=== EXERCISE DIRECTIONS ===
Please copy the items word for word, from their start through the line that contains "569L366 561L355 567L358", and leave the pictures out.

■ ■ ■

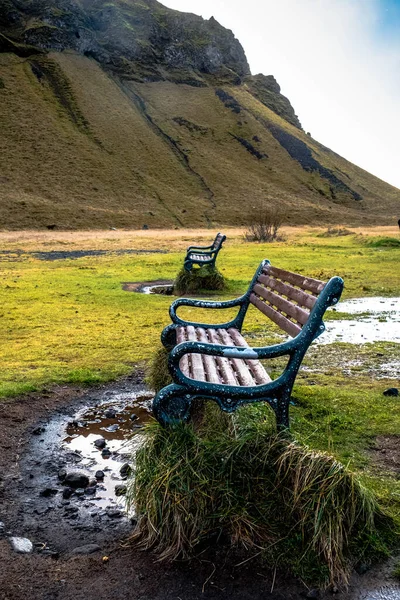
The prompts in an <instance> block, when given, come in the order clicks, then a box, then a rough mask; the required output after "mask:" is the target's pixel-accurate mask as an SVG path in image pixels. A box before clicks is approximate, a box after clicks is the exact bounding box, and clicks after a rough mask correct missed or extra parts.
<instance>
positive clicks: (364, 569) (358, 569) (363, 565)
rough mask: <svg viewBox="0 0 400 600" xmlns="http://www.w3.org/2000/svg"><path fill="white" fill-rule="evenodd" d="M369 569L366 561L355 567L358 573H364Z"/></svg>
mask: <svg viewBox="0 0 400 600" xmlns="http://www.w3.org/2000/svg"><path fill="white" fill-rule="evenodd" d="M368 569H369V566H368V565H367V564H366V563H360V564H359V565H357V567H356V571H357V573H358V574H359V575H364V574H365V573H366V572H367V571H368Z"/></svg>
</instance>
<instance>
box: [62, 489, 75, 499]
mask: <svg viewBox="0 0 400 600" xmlns="http://www.w3.org/2000/svg"><path fill="white" fill-rule="evenodd" d="M73 493H74V490H73V489H72V488H65V490H63V498H64V500H68V498H71V496H72V494H73Z"/></svg>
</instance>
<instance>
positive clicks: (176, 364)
mask: <svg viewBox="0 0 400 600" xmlns="http://www.w3.org/2000/svg"><path fill="white" fill-rule="evenodd" d="M268 264H270V262H269V261H268V260H264V261H263V262H262V263H261V264H260V266H259V267H258V269H257V271H256V273H255V275H254V277H253V280H252V281H251V283H250V285H249V288H248V290H247V292H246V293H245V294H244V295H243V296H241V297H240V298H237V299H235V300H229V301H225V302H209V301H202V300H191V299H188V298H180V299H178V300H176V301H175V302H173V303H172V305H171V307H170V316H171V319H172V324H171V325H168V326H167V327H166V328H165V329H164V330H163V332H162V334H161V341H162V343H163V345H164V346H165V347H166V348H167V349H170V350H171V351H170V354H169V359H168V368H169V371H170V373H171V375H172V378H173V381H174V383H173V384H171V385H168V386H166V387H164V388H163V389H162V390H160V391H159V392H158V394H157V395H156V397H155V399H154V402H153V412H154V415H155V417H156V418H157V420H158V421H159V422H160V423H161V425H163V426H167V425H172V424H174V423H176V422H178V421H188V420H189V419H190V410H191V404H192V402H193V401H194V400H195V399H197V398H203V399H205V398H207V399H211V400H214V401H215V402H216V403H217V404H218V405H219V406H220V408H221V409H222V410H223V411H225V412H228V413H230V412H233V411H234V410H236V409H237V408H238V407H239V406H241V405H242V404H247V403H252V402H259V401H265V402H268V404H269V405H270V406H271V407H272V409H273V410H274V412H275V416H276V421H277V426H278V429H286V428H288V427H289V403H290V396H291V392H292V388H293V385H294V382H295V379H296V376H297V373H298V370H299V368H300V365H301V362H302V360H303V358H304V355H305V354H306V352H307V350H308V348H309V346H310V344H311V343H312V341H313V340H315V339H316V338H317V337H318V336H319V335H321V333H323V332H324V331H325V325H324V323H323V321H322V318H323V316H324V314H325V311H326V309H327V308H328V307H329V306H332V305H335V304H336V303H337V302H338V301H339V299H340V296H341V294H342V291H343V285H344V282H343V279H341V278H340V277H333V278H332V279H330V280H329V281H328V283H327V284H326V286H325V287H324V289H323V290H322V292H321V293H320V294H319V296H318V298H317V301H316V303H315V305H314V307H313V309H312V310H311V312H310V315H309V318H308V321H307V323H306V324H305V325H304V326H303V328H302V330H301V332H300V333H299V334H298V335H297V336H296V337H295V338H293V339H291V340H289V341H287V342H283V343H281V344H275V345H272V346H265V347H261V348H238V347H235V346H219V345H217V344H206V343H202V342H183V343H181V344H178V345H176V328H177V327H178V326H179V325H182V326H188V325H193V326H194V327H203V328H207V329H210V328H212V329H227V328H229V327H233V328H236V329H238V330H239V331H241V329H242V326H243V321H244V318H245V316H246V312H247V309H248V307H249V304H250V294H251V292H252V289H253V286H254V284H255V283H256V281H257V279H258V277H259V276H260V274H261V272H262V270H263V268H264V267H265V266H266V265H268ZM180 306H192V307H197V308H211V309H225V308H232V307H239V311H238V314H237V315H236V317H235V318H234V319H233V320H231V321H229V322H227V323H223V324H219V325H209V324H205V323H195V322H189V321H184V320H182V319H180V318H179V317H178V316H177V314H176V311H177V309H178V308H179V307H180ZM189 353H199V354H208V355H211V356H222V357H225V358H241V359H267V358H276V357H278V356H288V364H287V366H286V368H285V369H284V371H283V373H282V374H281V375H280V376H279V377H278V378H277V379H275V380H273V381H271V382H269V383H266V384H263V385H258V386H253V387H241V386H230V385H224V384H215V383H208V382H203V381H196V380H194V379H191V378H189V377H187V376H186V375H184V374H183V372H182V371H181V369H180V366H179V362H180V360H181V358H182V356H184V355H185V354H189Z"/></svg>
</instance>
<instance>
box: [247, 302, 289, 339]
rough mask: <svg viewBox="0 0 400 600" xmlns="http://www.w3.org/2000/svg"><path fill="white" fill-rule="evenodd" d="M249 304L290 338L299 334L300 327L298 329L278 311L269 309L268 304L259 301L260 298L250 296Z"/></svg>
mask: <svg viewBox="0 0 400 600" xmlns="http://www.w3.org/2000/svg"><path fill="white" fill-rule="evenodd" d="M250 302H251V303H252V304H254V306H256V307H257V308H258V309H259V310H261V312H262V313H264V315H267V317H269V318H270V319H271V321H273V322H274V323H276V324H277V325H279V327H280V328H281V329H283V330H284V331H286V333H288V334H289V335H291V336H292V337H296V335H298V334H299V333H300V331H301V327H299V326H298V325H296V324H295V323H293V322H292V321H289V319H287V318H286V317H284V316H283V315H282V314H281V313H279V312H278V311H276V310H274V309H273V308H271V306H269V305H268V304H265V302H263V301H262V300H260V298H257V296H256V295H255V294H251V296H250Z"/></svg>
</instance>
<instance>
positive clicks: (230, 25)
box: [163, 0, 400, 188]
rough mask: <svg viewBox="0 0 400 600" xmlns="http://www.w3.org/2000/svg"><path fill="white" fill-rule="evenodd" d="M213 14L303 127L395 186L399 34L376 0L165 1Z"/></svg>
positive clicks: (169, 0) (371, 171)
mask: <svg viewBox="0 0 400 600" xmlns="http://www.w3.org/2000/svg"><path fill="white" fill-rule="evenodd" d="M163 3H164V4H165V5H167V6H169V7H171V8H175V9H177V10H182V11H186V12H193V13H196V14H201V15H202V16H203V17H205V18H209V17H210V16H214V17H215V18H216V19H217V20H218V21H219V22H220V23H221V24H222V25H224V26H225V27H228V28H229V29H232V30H233V32H234V33H235V35H236V37H237V38H238V39H239V40H240V42H241V43H242V45H243V47H244V49H245V52H246V55H247V58H248V60H249V63H250V67H251V70H252V72H253V73H259V72H262V73H265V74H266V75H268V74H273V75H274V76H275V77H276V79H277V81H278V82H279V84H280V85H281V88H282V93H284V94H285V95H286V96H288V98H289V99H290V101H291V102H292V104H293V106H294V108H295V110H296V112H297V114H298V115H299V118H300V120H301V122H302V124H303V126H304V129H305V130H306V131H310V132H311V133H312V135H313V137H314V138H315V139H317V140H318V141H320V142H321V143H323V144H325V145H326V146H328V147H329V148H331V149H332V150H334V151H335V152H338V153H339V154H341V155H342V156H344V157H345V158H347V159H348V160H350V161H352V162H354V163H355V164H357V165H359V166H360V167H362V168H364V169H366V170H367V171H370V172H371V173H373V174H374V175H377V176H378V177H381V178H382V179H384V180H385V181H388V182H389V183H391V184H392V185H396V186H397V187H399V188H400V168H399V163H400V150H399V146H400V118H399V117H400V116H399V110H398V107H399V99H400V39H398V38H395V37H394V36H387V37H385V36H384V35H383V31H382V30H381V29H380V12H379V11H380V10H381V9H382V6H381V2H380V1H379V0H247V1H246V2H245V3H243V1H242V0H229V2H228V1H227V0H225V1H224V0H165V1H164V2H163Z"/></svg>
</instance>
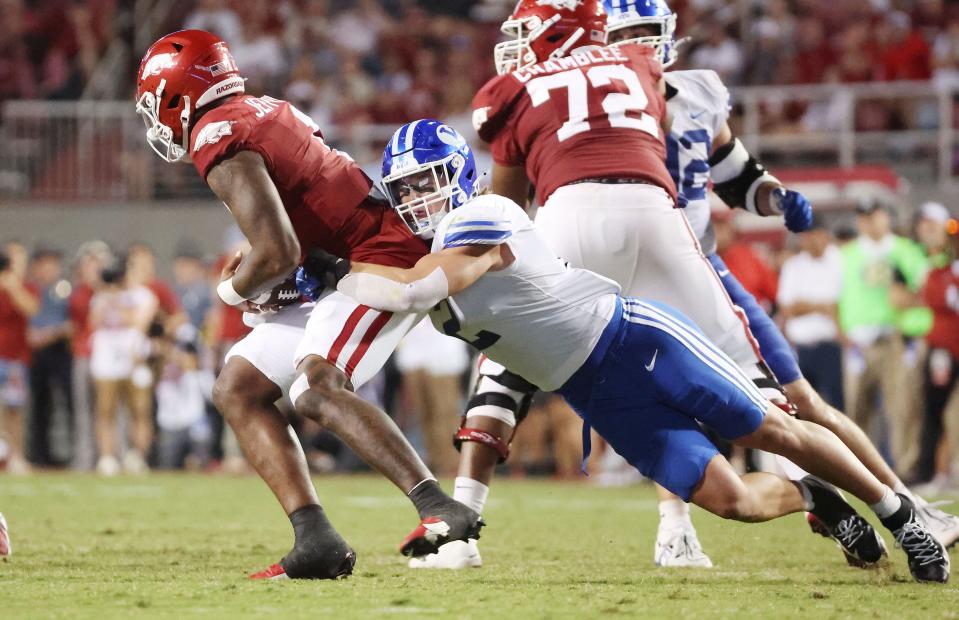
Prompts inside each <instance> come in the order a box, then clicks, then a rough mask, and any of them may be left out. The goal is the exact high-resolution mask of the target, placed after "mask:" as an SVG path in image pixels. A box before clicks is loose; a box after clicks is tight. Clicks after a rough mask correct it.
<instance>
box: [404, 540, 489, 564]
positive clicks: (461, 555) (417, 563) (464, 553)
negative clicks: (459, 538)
mask: <svg viewBox="0 0 959 620" xmlns="http://www.w3.org/2000/svg"><path fill="white" fill-rule="evenodd" d="M482 565H483V558H481V557H480V554H479V547H478V546H477V544H476V539H474V538H471V539H469V541H463V540H453V541H450V542H448V543H446V544H445V545H442V546H441V547H440V549H439V551H437V552H436V553H431V554H429V555H423V556H420V557H415V558H410V561H409V567H410V568H447V569H452V570H459V569H461V568H479V567H481V566H482Z"/></svg>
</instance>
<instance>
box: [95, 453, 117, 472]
mask: <svg viewBox="0 0 959 620" xmlns="http://www.w3.org/2000/svg"><path fill="white" fill-rule="evenodd" d="M97 473H98V474H100V475H101V476H107V477H113V476H116V475H117V474H119V473H120V461H118V460H117V458H116V457H115V456H110V455H109V454H108V455H105V456H101V457H100V459H99V460H98V461H97Z"/></svg>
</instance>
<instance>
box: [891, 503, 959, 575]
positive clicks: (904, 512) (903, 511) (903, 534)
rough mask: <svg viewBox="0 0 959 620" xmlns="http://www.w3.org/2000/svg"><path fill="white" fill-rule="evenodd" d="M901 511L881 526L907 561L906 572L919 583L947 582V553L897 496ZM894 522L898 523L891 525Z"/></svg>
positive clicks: (941, 545)
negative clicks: (894, 541) (908, 564)
mask: <svg viewBox="0 0 959 620" xmlns="http://www.w3.org/2000/svg"><path fill="white" fill-rule="evenodd" d="M898 495H899V499H901V500H902V508H900V509H899V511H898V512H897V513H896V514H895V515H893V516H892V517H890V518H888V519H883V523H884V524H885V525H886V527H888V528H889V530H890V531H891V532H892V535H893V536H894V537H895V539H896V546H897V547H899V548H900V549H902V550H903V551H905V552H906V557H908V558H909V572H910V573H912V577H913V579H915V580H916V581H919V582H932V583H946V582H947V581H949V554H948V553H947V552H946V548H945V547H944V546H943V545H942V543H941V542H939V541H938V540H937V539H936V537H935V536H933V535H932V533H931V532H930V531H929V530H928V529H927V527H926V526H925V525H924V524H923V523H922V521H920V520H919V517H918V516H917V514H916V506H915V504H913V502H912V500H910V499H909V498H908V497H906V496H905V495H902V494H901V493H900V494H898ZM894 521H899V524H895V523H894Z"/></svg>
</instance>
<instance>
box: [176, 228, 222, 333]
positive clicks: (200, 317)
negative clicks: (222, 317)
mask: <svg viewBox="0 0 959 620" xmlns="http://www.w3.org/2000/svg"><path fill="white" fill-rule="evenodd" d="M173 291H174V293H175V294H176V297H177V299H179V301H180V304H181V306H182V307H183V311H184V312H185V313H186V317H187V320H188V321H189V323H190V325H192V326H193V327H194V329H195V330H197V331H199V330H201V329H203V326H204V323H205V322H206V316H207V314H208V313H209V312H210V306H211V305H212V303H213V301H212V294H211V290H210V276H209V271H208V270H207V267H206V265H205V264H204V263H203V254H202V253H201V252H200V248H199V246H197V244H196V243H195V242H193V241H189V240H182V241H181V242H180V243H178V244H177V249H176V257H175V258H174V259H173Z"/></svg>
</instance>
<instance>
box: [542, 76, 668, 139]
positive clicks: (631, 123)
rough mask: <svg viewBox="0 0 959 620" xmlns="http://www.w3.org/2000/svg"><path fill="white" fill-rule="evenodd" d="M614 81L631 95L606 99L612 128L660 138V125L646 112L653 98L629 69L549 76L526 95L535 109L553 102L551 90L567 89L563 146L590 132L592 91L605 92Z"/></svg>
mask: <svg viewBox="0 0 959 620" xmlns="http://www.w3.org/2000/svg"><path fill="white" fill-rule="evenodd" d="M613 80H616V81H618V82H622V83H623V84H624V85H625V86H626V89H627V90H628V91H629V92H626V93H620V92H611V93H609V94H607V95H606V96H605V97H604V98H603V100H602V106H603V112H604V113H605V115H606V117H607V119H608V120H609V124H610V126H612V127H625V128H627V129H638V130H639V131H645V132H646V133H648V134H650V135H652V136H653V137H655V138H659V123H657V122H656V119H655V118H653V116H651V115H650V114H647V113H646V112H645V111H644V110H646V106H648V105H649V97H648V96H647V95H646V92H645V91H644V90H643V85H642V84H641V83H640V81H639V77H638V76H637V75H636V72H635V71H633V70H632V69H630V68H629V67H627V66H625V65H595V66H593V67H590V68H589V70H588V71H586V72H585V73H584V72H583V71H582V70H581V69H570V70H569V71H563V72H561V73H554V74H553V75H546V76H543V77H540V78H536V79H534V80H530V81H529V82H527V84H526V92H528V93H529V96H530V98H531V99H532V100H533V107H534V108H535V107H539V106H541V105H543V104H544V103H546V102H547V101H549V92H550V91H551V90H555V89H557V88H563V89H566V93H567V102H568V106H569V112H568V115H567V118H568V120H567V121H566V122H565V123H563V125H562V127H560V128H559V130H558V131H557V132H556V137H557V139H559V141H560V142H562V141H563V140H567V139H569V138H572V137H573V136H575V135H576V134H578V133H582V132H584V131H589V127H590V126H589V120H588V119H589V118H590V116H591V115H590V112H589V94H590V93H589V88H590V87H592V88H594V89H603V88H606V87H608V86H610V85H611V84H612V83H613ZM626 112H634V113H636V116H626ZM594 116H595V115H594Z"/></svg>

■ ■ ■

=== TASK RESPONSE ===
The prompts in an <instance> block, when given, come in the order clicks, then a box, then a rough mask; the required output after "mask:" is the target's pixel-accurate mask as an SVG path in image pixels. A box before clicks is approximate, a box after clicks is the exact bounding box, and clicks after a rough mask correct missed or extra parts.
<instance>
positive clicks: (364, 569) (358, 569) (363, 565)
rough mask: <svg viewBox="0 0 400 600" xmlns="http://www.w3.org/2000/svg"><path fill="white" fill-rule="evenodd" d="M369 569L366 561L355 567L358 573H364Z"/></svg>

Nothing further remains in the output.